DATA FOR REVIEW.
* * * * * * * * *

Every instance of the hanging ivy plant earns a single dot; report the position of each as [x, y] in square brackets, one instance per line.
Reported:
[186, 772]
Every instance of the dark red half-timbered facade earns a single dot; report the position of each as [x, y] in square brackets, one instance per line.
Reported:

* * * * * * * * *

REQUIREMENT. The required answer is each line of the entries containing the string "brackets".

EXERCISE SOLUTION.
Every instance of the hanging ivy plant earns a single dot; report the position of each as [x, y] in square brackets, one instance per line.
Every instance of the dark red half-timbered facade earns a single dot; report the position of each as [x, y] in square brackets, one instance per line.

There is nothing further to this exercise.